(Available data begins)

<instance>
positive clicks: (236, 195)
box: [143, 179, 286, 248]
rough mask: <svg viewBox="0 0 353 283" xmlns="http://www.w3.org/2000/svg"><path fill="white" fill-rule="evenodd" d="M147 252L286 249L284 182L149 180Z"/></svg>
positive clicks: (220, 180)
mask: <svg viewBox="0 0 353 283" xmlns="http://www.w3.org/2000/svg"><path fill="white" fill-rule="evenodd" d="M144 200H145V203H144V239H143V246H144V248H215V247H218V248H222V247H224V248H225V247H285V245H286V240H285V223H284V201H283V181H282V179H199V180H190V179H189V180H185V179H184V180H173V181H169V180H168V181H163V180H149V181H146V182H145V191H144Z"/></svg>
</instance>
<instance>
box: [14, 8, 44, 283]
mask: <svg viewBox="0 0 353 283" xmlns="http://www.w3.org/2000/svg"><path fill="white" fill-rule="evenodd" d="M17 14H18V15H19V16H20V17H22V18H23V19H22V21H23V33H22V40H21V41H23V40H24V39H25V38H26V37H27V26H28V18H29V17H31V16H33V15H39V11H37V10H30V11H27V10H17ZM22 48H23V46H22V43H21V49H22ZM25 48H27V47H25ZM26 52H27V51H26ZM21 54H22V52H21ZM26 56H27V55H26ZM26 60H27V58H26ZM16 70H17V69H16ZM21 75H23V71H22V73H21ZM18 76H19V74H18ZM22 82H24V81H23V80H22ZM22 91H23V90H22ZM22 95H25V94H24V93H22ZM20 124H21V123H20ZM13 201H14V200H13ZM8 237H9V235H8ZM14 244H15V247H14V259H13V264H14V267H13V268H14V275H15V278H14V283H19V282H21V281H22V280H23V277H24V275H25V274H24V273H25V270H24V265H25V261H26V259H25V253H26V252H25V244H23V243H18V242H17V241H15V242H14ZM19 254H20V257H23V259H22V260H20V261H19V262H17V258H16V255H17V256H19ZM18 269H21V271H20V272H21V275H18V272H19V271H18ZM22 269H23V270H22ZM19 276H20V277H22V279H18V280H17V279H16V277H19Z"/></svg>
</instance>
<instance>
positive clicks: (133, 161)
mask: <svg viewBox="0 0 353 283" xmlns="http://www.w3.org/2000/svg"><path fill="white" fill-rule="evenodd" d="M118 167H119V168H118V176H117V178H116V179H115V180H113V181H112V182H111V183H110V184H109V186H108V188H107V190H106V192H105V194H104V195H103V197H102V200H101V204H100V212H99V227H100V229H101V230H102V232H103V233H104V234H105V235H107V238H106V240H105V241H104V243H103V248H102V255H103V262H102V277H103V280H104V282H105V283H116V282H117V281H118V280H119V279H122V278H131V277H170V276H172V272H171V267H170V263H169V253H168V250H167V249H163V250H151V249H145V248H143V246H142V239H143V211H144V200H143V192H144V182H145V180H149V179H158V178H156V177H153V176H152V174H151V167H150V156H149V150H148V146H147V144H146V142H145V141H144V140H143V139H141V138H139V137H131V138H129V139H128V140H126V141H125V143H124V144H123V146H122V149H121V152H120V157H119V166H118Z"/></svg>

(Available data ends)

§ **Exercise brief**:
Reproduce verbatim the lines above, from the line with "positive clicks: (236, 195)" through the line with "rough mask: <svg".

§ **Answer to the problem**:
positive clicks: (236, 195)
box: [143, 179, 286, 248]
rough mask: <svg viewBox="0 0 353 283" xmlns="http://www.w3.org/2000/svg"><path fill="white" fill-rule="evenodd" d="M147 252L286 249L284 182L149 180Z"/></svg>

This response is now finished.